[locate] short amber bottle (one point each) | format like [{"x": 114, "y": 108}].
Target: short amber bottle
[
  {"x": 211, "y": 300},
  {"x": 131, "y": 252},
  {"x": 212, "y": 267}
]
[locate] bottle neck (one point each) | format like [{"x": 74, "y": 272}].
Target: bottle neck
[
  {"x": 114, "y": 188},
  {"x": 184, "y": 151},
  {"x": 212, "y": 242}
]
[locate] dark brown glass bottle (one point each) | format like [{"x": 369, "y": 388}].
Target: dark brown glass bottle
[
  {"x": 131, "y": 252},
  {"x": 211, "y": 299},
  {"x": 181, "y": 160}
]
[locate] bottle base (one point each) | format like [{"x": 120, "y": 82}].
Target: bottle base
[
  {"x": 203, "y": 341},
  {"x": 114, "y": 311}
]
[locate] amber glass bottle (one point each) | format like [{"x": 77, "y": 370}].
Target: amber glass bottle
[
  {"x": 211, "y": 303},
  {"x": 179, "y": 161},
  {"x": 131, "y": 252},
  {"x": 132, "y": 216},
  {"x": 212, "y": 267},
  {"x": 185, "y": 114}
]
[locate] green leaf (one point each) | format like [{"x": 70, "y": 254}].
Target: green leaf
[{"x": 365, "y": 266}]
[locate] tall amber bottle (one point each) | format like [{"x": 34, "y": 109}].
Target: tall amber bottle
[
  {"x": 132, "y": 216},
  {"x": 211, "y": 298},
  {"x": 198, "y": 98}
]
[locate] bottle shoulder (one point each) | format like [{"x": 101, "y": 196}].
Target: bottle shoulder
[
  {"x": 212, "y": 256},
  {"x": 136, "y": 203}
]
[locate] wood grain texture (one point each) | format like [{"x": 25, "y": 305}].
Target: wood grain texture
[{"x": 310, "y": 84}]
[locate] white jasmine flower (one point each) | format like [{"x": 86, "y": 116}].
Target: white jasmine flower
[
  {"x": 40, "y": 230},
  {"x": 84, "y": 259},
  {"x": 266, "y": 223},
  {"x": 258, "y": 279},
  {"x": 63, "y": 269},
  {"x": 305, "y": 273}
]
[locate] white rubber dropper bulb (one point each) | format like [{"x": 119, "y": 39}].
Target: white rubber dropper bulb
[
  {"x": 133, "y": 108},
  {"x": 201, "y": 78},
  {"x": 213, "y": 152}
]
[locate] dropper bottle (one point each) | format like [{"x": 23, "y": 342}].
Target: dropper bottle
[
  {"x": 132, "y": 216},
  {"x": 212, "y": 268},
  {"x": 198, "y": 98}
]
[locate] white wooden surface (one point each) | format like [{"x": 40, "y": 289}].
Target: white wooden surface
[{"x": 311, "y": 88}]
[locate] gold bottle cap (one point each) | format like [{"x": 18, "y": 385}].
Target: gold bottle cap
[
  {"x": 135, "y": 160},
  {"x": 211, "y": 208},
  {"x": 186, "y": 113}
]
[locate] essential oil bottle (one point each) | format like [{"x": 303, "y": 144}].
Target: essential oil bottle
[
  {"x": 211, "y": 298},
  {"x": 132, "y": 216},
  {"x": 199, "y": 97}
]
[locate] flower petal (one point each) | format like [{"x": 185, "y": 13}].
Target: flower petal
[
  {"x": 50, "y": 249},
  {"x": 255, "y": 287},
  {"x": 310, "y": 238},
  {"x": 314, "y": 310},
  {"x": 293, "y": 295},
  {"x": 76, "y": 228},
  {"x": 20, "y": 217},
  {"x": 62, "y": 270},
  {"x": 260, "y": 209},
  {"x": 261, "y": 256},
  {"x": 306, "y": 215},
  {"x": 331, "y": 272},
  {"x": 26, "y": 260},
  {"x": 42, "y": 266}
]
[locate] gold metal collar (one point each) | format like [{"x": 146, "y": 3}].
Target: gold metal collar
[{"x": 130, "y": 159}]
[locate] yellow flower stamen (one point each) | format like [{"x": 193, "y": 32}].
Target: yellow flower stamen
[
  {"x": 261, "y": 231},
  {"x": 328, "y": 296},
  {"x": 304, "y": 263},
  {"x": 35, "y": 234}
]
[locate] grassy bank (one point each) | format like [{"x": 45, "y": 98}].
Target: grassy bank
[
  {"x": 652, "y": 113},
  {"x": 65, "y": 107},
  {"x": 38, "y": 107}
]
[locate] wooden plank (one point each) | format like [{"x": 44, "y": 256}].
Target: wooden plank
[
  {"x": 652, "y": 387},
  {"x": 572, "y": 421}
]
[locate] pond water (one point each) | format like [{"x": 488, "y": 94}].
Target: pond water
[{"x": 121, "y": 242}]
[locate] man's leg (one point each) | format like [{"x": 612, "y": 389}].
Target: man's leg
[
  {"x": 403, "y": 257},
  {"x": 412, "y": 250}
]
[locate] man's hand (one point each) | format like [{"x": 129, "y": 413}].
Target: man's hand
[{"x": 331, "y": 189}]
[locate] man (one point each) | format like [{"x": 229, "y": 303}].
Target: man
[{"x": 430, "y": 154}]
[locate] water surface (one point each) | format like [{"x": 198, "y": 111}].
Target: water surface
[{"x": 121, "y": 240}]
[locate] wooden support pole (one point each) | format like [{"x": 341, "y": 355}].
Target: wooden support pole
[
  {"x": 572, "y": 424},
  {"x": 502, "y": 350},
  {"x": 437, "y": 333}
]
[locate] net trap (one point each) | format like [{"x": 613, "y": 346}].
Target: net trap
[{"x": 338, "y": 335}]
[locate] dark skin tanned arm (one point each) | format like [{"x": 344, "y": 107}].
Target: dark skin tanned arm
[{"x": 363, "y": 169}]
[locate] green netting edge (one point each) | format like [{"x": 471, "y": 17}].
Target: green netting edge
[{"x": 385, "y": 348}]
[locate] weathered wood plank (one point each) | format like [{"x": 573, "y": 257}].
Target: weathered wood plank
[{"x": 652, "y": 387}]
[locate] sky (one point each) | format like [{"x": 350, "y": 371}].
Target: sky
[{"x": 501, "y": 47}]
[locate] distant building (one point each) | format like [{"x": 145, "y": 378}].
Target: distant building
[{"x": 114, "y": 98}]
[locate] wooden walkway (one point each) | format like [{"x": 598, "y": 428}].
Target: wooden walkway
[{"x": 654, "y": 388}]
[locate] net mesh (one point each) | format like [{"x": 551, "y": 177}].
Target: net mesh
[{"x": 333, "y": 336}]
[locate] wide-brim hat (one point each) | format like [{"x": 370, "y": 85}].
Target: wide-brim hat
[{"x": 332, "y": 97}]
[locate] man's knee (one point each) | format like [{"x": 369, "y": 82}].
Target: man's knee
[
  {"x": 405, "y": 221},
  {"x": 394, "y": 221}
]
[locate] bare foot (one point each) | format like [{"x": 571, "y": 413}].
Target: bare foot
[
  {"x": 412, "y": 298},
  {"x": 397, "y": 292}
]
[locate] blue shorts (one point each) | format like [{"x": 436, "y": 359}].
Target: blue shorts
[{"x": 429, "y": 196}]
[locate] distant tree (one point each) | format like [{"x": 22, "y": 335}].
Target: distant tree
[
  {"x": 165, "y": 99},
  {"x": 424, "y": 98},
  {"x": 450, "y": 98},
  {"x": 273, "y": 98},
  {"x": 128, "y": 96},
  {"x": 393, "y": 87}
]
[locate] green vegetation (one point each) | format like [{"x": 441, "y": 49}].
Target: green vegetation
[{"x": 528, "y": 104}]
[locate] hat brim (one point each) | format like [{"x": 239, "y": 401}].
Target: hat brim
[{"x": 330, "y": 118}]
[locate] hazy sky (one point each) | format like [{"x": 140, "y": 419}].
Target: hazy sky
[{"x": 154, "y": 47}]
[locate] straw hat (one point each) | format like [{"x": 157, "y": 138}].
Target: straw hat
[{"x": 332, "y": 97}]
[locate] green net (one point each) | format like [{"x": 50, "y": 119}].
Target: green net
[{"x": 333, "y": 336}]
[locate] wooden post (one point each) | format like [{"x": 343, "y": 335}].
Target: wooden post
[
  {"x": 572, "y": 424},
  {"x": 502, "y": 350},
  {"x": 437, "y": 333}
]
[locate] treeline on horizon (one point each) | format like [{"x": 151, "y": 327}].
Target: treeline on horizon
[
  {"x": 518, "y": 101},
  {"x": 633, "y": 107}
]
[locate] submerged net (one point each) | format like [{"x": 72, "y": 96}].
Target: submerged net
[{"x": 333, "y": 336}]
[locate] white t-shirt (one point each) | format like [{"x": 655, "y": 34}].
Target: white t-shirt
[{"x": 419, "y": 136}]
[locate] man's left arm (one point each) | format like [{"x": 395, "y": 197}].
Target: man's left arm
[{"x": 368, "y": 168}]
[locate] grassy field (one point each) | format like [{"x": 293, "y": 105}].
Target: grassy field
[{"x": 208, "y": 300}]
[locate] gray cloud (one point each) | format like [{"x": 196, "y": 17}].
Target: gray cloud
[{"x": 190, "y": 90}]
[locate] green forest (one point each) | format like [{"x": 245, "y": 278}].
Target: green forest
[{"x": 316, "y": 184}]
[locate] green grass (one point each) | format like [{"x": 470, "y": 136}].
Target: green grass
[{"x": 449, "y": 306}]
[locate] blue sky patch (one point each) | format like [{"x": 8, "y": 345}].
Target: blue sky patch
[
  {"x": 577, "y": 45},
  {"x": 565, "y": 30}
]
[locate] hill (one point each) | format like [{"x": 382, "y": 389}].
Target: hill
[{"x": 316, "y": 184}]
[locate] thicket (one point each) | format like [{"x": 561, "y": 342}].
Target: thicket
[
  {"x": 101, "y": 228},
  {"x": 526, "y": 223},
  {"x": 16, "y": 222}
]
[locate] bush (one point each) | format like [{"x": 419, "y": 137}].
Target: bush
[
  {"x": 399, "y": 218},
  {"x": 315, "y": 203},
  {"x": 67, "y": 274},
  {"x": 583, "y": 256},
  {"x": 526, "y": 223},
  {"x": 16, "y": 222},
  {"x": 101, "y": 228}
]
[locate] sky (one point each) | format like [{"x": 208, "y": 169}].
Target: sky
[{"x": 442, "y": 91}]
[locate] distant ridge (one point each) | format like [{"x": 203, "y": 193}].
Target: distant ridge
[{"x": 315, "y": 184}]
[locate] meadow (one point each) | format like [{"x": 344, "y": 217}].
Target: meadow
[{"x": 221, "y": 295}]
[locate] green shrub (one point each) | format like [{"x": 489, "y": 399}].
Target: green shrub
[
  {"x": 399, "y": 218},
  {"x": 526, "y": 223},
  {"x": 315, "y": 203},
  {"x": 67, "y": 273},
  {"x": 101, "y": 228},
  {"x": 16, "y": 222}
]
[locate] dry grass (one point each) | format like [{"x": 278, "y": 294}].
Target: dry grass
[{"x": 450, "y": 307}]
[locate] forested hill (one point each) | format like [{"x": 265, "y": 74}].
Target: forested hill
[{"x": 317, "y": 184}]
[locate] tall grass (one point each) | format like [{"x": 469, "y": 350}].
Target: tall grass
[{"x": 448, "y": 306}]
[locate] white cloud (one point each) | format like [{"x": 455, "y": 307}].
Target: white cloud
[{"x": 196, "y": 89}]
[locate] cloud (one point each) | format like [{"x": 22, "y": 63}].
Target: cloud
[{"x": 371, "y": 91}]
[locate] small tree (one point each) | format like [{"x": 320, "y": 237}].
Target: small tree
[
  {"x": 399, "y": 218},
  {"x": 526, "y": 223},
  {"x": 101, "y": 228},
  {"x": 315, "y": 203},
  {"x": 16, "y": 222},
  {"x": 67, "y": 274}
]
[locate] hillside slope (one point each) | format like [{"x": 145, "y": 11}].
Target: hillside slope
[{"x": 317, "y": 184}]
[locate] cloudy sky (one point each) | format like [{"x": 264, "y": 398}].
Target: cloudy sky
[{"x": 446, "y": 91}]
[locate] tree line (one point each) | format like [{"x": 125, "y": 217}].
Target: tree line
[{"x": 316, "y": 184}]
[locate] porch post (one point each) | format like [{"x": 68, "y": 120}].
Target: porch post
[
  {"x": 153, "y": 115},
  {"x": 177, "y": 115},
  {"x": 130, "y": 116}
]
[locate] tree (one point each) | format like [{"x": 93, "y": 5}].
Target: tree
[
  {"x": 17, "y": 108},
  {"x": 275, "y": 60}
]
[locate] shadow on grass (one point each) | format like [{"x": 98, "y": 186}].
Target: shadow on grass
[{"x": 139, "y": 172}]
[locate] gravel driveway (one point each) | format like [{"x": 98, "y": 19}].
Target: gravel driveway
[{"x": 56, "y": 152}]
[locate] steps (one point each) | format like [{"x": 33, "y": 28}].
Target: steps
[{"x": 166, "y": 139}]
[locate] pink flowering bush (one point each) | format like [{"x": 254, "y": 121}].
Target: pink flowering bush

What is required:
What is needed is an exact copy of the lines from the start of the listing through the line where "[locate] bottle neck" sits, please, both end lines included and nothing more.

Task answer:
[locate] short amber bottle (one point each) | format like [{"x": 114, "y": 108}].
Target: short amber bottle
[
  {"x": 211, "y": 300},
  {"x": 131, "y": 252},
  {"x": 212, "y": 267}
]
[locate] bottle neck (one point each) | format like [{"x": 74, "y": 272}].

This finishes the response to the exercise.